• What you need to do
Format the lines from the one containing "of the leaning" through the end of the records as a JSON list of strings, with one string per line and blank lines omitted.

----

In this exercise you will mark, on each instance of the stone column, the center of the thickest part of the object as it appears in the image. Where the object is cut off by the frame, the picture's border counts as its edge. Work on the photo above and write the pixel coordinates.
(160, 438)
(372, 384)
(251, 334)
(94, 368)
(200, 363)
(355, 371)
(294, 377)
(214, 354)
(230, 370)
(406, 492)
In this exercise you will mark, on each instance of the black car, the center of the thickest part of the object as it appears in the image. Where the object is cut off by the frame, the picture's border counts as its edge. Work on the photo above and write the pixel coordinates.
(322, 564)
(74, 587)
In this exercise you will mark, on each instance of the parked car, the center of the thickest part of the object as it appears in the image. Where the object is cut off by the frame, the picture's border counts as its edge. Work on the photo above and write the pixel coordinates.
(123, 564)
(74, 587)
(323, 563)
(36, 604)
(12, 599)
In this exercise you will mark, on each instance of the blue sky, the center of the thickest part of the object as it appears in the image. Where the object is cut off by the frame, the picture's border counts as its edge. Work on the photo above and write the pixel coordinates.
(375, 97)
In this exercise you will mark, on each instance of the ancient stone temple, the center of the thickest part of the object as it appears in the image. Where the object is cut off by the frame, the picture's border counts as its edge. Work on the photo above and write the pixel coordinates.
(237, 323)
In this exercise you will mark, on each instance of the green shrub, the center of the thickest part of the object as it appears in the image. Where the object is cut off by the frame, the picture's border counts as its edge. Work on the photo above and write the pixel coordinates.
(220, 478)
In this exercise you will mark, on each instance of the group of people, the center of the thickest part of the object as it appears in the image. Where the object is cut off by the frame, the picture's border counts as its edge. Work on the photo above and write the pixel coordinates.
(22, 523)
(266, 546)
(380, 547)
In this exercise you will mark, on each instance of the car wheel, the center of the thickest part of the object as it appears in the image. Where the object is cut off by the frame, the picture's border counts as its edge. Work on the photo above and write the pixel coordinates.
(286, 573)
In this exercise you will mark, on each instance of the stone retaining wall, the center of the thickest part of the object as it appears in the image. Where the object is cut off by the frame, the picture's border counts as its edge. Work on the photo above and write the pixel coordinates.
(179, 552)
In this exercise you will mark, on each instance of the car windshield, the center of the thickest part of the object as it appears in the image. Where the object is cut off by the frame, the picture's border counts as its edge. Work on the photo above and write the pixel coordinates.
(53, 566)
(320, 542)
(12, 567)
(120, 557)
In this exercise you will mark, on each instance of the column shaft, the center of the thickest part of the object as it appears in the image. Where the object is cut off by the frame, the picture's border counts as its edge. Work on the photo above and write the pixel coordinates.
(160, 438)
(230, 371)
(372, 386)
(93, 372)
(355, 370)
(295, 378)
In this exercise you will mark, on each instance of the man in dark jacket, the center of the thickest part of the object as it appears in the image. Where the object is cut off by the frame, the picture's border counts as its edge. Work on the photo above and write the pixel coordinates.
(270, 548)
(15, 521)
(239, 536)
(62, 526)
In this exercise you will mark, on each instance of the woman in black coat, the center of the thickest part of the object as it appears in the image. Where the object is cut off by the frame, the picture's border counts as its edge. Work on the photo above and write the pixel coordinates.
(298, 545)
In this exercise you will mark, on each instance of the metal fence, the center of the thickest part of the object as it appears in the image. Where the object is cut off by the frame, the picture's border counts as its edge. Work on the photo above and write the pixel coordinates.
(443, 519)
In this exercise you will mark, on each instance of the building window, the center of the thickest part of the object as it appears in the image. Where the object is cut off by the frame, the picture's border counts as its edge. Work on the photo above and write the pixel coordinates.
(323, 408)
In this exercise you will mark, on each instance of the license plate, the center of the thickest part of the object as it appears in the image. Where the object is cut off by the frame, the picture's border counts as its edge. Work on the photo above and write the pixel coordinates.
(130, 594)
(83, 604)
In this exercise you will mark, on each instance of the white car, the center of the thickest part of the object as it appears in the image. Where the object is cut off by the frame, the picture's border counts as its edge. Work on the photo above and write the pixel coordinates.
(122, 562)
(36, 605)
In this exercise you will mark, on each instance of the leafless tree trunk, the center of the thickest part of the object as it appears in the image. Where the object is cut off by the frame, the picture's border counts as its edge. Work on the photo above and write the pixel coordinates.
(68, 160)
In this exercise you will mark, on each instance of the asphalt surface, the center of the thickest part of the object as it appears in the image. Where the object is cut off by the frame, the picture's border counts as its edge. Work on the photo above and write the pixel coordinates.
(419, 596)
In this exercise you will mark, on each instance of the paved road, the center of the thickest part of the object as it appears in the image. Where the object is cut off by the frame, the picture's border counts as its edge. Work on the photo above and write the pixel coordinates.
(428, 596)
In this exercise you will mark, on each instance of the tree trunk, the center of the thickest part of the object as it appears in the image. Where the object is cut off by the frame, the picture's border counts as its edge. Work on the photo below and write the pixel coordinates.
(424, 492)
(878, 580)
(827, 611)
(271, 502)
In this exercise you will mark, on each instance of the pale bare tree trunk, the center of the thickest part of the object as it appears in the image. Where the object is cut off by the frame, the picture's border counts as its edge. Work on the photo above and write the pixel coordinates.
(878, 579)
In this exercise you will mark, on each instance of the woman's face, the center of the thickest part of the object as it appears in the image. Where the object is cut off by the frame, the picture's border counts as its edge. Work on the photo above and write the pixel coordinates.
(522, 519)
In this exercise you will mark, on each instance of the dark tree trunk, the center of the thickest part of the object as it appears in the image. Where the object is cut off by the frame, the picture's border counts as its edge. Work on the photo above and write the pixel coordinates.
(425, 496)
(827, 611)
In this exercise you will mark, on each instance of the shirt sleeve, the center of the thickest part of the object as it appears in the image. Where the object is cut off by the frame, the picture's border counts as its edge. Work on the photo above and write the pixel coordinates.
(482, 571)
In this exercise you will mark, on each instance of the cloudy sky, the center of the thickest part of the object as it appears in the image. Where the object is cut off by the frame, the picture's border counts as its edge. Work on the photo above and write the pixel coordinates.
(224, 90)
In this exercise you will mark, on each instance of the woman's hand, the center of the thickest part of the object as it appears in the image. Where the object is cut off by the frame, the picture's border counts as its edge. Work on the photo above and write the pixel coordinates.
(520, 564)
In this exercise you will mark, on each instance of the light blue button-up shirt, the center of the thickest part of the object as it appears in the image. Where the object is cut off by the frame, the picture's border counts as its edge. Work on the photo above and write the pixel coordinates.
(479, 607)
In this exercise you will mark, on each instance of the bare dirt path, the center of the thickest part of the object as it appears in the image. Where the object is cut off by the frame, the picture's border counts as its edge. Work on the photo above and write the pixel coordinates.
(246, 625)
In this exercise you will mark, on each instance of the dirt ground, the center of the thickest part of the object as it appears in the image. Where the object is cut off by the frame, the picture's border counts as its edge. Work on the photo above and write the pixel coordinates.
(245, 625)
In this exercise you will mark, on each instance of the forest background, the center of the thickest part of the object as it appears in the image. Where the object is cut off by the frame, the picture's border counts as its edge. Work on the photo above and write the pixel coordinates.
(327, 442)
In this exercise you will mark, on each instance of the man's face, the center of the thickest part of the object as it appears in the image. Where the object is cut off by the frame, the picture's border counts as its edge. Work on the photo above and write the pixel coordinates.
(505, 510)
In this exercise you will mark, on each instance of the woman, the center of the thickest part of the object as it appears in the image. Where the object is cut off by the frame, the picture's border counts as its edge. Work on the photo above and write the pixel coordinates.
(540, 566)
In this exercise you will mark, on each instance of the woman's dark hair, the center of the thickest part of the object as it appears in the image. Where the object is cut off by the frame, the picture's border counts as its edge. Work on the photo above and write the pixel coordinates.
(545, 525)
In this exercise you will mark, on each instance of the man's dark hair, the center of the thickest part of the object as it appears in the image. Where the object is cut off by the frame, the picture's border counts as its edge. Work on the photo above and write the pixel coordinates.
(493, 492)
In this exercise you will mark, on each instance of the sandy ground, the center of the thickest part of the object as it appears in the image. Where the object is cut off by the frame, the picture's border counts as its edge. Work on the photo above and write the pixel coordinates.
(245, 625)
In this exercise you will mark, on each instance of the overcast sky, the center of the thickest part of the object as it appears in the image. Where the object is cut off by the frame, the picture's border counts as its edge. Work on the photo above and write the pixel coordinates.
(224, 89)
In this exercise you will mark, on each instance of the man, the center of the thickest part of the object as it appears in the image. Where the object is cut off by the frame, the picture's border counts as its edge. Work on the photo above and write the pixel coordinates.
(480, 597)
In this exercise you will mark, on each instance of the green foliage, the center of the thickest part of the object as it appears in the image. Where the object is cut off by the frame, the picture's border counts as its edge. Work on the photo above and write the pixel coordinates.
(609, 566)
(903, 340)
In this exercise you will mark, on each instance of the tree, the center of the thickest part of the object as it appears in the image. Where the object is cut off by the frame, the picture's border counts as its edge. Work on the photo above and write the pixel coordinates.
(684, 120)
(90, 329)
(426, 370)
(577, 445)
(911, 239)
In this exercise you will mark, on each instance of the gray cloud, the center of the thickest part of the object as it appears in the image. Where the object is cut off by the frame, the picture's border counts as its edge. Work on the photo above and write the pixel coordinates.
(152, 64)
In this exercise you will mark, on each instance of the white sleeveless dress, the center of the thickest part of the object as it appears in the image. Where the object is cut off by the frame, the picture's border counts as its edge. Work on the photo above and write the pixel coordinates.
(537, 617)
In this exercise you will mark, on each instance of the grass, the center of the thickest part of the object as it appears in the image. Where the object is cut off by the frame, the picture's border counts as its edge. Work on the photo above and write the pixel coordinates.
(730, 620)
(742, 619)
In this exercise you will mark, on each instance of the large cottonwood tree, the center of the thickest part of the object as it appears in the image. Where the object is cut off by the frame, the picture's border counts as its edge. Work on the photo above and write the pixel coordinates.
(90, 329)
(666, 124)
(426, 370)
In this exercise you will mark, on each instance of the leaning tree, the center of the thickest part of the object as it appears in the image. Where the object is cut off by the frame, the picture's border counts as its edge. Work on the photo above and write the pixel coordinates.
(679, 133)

----

• Answer in full
[
  "In this exercise you will mark, on each instance of the leaning tree, the center of the thickest part of the object as it appears in the image. Where the object is cut off by the frame, the picture's border counts as its edge. Work on the photo above and write the pixel coordinates.",
  "(679, 133)"
]